作業内容:
(1) 電子契約書に関する本文の内容を2文にまとめてください。
(2) 電子契約書に関する本文のうち、「書面契約書の場合には直接紙の」から「ムスタンプが使われています。」までの部分を、両端を含めてそのまま書き写してください。

提示本文:
⁂
書面契約書の場合には直接紙の契約書に作成日付を記入しますが、電子契約書の場合には「タイムスタンプ」を埋め込みます。タイムスタンプを埋め込むと、その時間に作成したことを証明できます。多くのケースでは日本データ通信協会によって認定された時刻認証業務認定事業者により発行されるタイムスタンプが使われています。
紙の契約書の場合、当事者が郵送や持参などして内容を確認しますが、電子契約書を当事者双方が確認するときには、メールなどの方法でデータをやり取りします。
企業が電子契約書を導入すると、以下のようなメリットがあります。
電子契約書には「印紙税」がかかりません。印紙税法によると、印紙税の対象は「契約書や領収証などの紙媒体の文書」に限定されているからです。電子データである電子契約書は紙ではないので印紙税の対象から外れます。
たくさんの紙の契約書を作成するとその分印紙税がかさんできますが、電子契約書にすれば一切印紙代がかかりません。特に以下のような契約書を多く作成する業種では、電子契約書導入による恩恵が大きくなるでしょう。
⁂
データ抜粋
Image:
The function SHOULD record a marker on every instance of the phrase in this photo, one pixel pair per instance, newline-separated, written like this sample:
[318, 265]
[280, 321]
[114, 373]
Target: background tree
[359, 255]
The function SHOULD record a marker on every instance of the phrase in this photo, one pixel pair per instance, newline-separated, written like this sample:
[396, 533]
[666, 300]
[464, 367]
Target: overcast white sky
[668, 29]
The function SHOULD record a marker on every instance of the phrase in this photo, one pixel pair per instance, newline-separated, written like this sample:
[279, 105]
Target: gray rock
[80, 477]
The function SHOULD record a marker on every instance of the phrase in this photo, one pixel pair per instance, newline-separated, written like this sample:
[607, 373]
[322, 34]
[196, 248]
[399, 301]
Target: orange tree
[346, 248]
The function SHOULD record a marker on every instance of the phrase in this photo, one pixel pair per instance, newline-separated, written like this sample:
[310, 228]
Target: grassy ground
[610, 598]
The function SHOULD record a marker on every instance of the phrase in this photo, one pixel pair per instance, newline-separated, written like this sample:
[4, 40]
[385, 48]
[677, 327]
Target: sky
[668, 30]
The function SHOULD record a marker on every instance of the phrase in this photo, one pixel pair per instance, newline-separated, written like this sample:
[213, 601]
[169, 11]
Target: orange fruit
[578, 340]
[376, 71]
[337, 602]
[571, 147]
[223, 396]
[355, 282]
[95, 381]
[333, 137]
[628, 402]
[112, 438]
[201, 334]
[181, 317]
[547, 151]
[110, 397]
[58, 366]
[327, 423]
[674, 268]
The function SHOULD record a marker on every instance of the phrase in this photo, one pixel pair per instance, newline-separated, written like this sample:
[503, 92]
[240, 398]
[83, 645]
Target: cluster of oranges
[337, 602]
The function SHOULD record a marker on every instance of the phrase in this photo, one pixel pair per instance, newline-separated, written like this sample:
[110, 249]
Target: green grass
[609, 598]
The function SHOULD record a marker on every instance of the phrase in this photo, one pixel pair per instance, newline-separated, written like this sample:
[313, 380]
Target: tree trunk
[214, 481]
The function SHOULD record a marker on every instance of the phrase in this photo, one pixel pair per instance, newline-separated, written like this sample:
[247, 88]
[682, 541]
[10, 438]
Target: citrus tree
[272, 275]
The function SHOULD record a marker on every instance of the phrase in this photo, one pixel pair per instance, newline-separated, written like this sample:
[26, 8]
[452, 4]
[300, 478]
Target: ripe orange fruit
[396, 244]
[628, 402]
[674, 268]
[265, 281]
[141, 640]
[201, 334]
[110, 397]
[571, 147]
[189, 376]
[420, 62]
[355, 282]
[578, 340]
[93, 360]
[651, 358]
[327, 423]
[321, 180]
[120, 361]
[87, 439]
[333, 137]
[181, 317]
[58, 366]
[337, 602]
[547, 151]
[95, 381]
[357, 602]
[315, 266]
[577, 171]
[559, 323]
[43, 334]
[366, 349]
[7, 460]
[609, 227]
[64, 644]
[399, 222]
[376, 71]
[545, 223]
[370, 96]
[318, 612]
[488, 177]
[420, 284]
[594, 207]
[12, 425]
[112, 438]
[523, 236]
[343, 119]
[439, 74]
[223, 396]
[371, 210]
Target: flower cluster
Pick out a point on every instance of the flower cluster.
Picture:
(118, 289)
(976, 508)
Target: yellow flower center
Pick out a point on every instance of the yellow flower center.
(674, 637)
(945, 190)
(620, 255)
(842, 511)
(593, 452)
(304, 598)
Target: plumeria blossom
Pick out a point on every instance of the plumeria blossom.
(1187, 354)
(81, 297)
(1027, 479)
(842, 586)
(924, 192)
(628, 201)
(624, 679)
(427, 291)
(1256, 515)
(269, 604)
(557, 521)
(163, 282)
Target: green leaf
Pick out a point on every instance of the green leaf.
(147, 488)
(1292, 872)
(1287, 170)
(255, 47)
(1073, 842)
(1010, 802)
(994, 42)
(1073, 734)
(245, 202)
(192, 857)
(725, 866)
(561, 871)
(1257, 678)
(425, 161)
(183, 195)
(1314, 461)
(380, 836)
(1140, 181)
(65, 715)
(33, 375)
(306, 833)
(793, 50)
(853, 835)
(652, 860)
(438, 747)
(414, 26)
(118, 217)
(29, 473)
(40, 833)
⁂
作業別の解答:
(1) 電子契約書では、紙の契約書のように作成日付を直接記入するのではなくタイムスタンプを埋め込み、当事者双方による確認はメールなどでデータをやり取りして行います。また、印紙税の対象は紙媒体の文書に限られるため電子契約書には印紙税がかからず、契約書を多く作成する業種ほど導入による恩恵が大きくなります。

(2)
書面契約書の場合には直接紙の契約書に作成日付を記入しますが、電子契約書の場合には「タイムスタンプ」を埋め込みます。タイムスタンプを埋め込むと、その時間に作成したことを証明できます。多くのケースでは日本データ通信協会によって認定された時刻認証業務認定事業者により発行されるタイムスタンプが使われています。